§ **WHAT YOU ARE ASKED TO DO**:
Give the lines of the data from the line that contains "veneer wall in the photo above." through the line that contains "(1302, 767)", both included, as a numbered list with blank lines left out. Leave the pictures out of your answer.

Photo object pointing data:
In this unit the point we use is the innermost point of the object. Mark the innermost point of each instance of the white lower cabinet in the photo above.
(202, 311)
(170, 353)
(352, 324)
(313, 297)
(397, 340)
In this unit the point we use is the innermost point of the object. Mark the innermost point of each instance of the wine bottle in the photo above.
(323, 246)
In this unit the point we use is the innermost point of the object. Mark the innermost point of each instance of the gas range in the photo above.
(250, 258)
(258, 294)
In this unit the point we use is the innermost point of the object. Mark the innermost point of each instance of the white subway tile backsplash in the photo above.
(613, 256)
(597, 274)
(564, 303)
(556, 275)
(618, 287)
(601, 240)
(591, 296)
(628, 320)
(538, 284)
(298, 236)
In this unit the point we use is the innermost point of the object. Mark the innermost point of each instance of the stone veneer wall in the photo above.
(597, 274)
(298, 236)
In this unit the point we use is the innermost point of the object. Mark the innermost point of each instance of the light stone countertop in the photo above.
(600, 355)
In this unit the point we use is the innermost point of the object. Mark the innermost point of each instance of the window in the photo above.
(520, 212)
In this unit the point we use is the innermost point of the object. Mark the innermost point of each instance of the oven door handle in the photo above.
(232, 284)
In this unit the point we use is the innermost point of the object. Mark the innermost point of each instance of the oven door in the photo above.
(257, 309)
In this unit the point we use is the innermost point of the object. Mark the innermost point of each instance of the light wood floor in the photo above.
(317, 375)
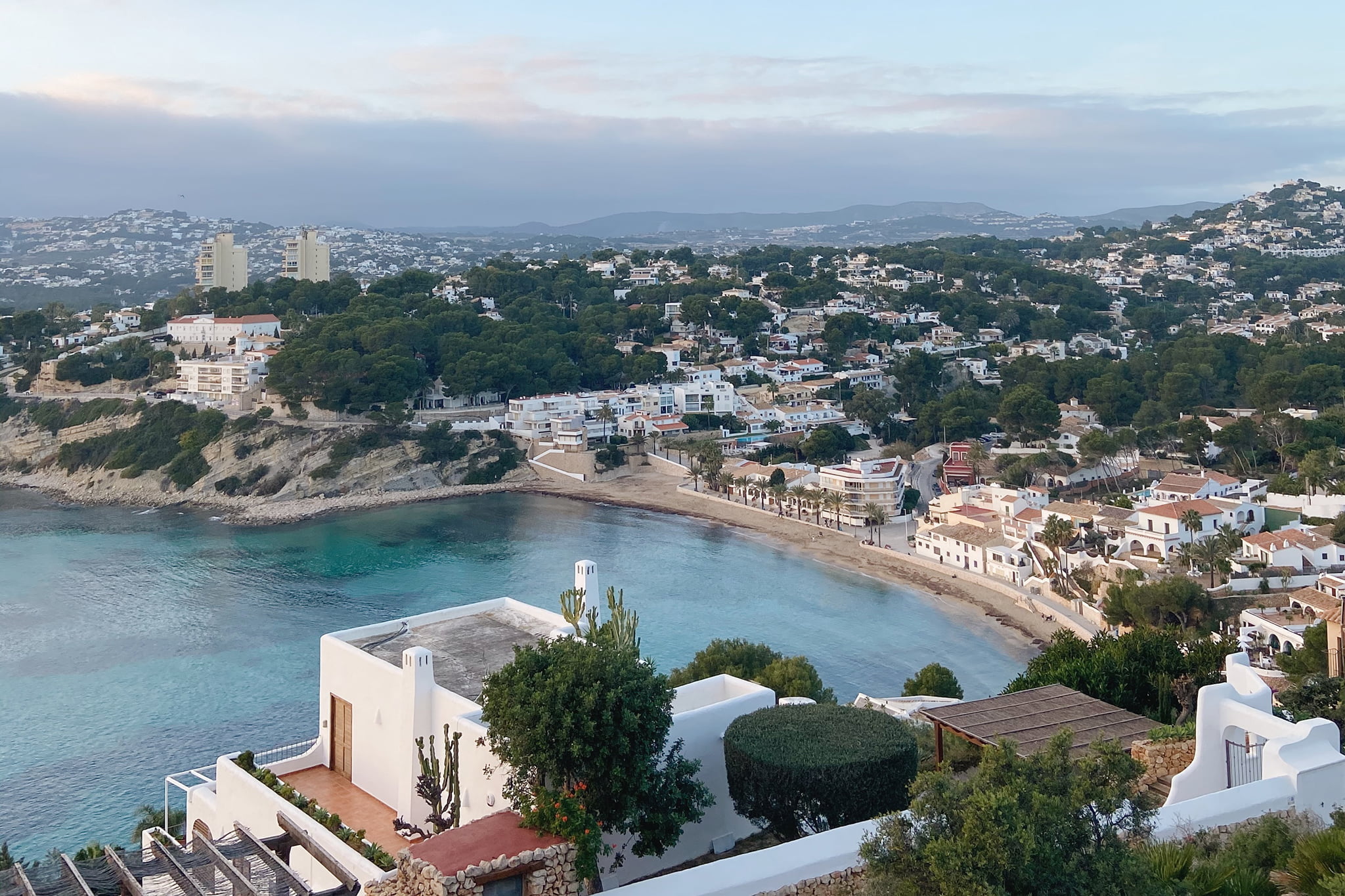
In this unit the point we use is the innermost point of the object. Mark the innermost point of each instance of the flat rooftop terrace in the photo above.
(467, 648)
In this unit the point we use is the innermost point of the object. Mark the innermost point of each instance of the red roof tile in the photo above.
(479, 842)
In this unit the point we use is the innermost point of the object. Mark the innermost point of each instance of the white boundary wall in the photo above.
(1302, 767)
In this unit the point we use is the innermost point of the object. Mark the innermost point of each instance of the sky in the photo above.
(444, 113)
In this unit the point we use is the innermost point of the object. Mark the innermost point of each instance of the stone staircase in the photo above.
(1161, 789)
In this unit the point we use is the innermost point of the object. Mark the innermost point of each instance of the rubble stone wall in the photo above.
(553, 875)
(848, 882)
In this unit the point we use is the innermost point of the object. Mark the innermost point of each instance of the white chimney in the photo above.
(584, 571)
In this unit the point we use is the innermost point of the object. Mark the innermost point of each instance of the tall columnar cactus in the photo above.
(437, 784)
(572, 606)
(621, 622)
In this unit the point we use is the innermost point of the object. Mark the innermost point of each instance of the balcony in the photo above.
(357, 809)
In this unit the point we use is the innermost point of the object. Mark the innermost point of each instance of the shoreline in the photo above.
(657, 492)
(643, 489)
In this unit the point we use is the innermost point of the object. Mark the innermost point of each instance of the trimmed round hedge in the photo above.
(806, 769)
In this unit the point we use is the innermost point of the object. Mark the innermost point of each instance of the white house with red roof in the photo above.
(1297, 548)
(217, 331)
(1160, 531)
(1188, 485)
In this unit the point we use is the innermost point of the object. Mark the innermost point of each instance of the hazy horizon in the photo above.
(443, 114)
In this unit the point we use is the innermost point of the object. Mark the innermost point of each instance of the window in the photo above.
(505, 887)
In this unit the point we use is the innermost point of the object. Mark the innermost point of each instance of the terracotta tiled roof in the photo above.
(1176, 508)
(1287, 538)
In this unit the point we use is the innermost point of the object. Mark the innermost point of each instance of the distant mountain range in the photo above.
(904, 221)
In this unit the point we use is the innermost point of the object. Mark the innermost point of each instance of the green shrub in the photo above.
(1185, 731)
(761, 662)
(806, 769)
(275, 484)
(186, 468)
(933, 681)
(229, 485)
(165, 433)
(508, 459)
(440, 444)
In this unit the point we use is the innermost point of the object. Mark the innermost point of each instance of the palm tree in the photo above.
(977, 457)
(816, 503)
(1057, 534)
(731, 484)
(604, 416)
(833, 503)
(1212, 554)
(1192, 522)
(877, 517)
(1231, 536)
(1185, 555)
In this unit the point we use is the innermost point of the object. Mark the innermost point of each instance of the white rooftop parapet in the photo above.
(766, 870)
(1301, 765)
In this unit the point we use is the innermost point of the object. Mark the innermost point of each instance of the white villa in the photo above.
(1160, 531)
(386, 684)
(860, 482)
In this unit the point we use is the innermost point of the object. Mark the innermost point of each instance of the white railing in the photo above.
(185, 781)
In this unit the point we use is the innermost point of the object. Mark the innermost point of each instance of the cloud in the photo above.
(1040, 154)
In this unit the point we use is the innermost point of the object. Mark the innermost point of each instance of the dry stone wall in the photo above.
(848, 882)
(1162, 758)
(552, 875)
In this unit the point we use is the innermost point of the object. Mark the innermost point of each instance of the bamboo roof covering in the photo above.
(1032, 717)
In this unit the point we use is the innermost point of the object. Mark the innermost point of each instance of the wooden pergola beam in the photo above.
(284, 872)
(242, 887)
(129, 885)
(73, 874)
(177, 870)
(318, 852)
(24, 884)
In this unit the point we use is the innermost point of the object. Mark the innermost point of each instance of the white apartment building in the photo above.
(218, 331)
(218, 378)
(219, 264)
(860, 482)
(305, 258)
(533, 418)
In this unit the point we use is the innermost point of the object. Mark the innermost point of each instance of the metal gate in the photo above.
(1243, 761)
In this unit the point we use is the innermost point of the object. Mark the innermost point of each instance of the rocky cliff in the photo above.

§ **SOLUTION**:
1. In this unit the point we use is the innermost point of the object. Mark the innermost point of each instance of the stone veneer wall in the photo above.
2. (597, 274)
3. (298, 236)
4. In this unit the point we use is the innermost point of the object. Mark the innermost point of each instance of the light stone countertop in the photo above.
5. (600, 355)
6. In this unit the point we use is the innermost point of the object. Mark the innermost point of each instance of the window in the photo above.
7. (520, 212)
8. In this unit the point we use is the innermost point of the object. Mark the innermost point of each instance of the oven door handle in the photo above.
9. (232, 284)
10. In this unit the point we use is the innermost point of the object. Mark the innermost point of each instance of the oven door in the photo above.
11. (257, 309)
12. In this unit the point we use is the innermost point of the object. Mark the innermost point of each instance of the light wood floor in the photo above.
13. (317, 375)
14. In this unit the point we use is the innermost point of the object. Mark the innermost point of each instance of the flat rooftop terrace in the photo above.
15. (467, 648)
16. In this unit the point we use is the innermost point of the object. Mark the innermost point of each instance of the red roof tile in the photo above.
17. (479, 842)
18. In this unit the point we use is the innermost point of the object. Mark the innermost point of each instance of the white boundary wall in the photo above.
19. (1302, 767)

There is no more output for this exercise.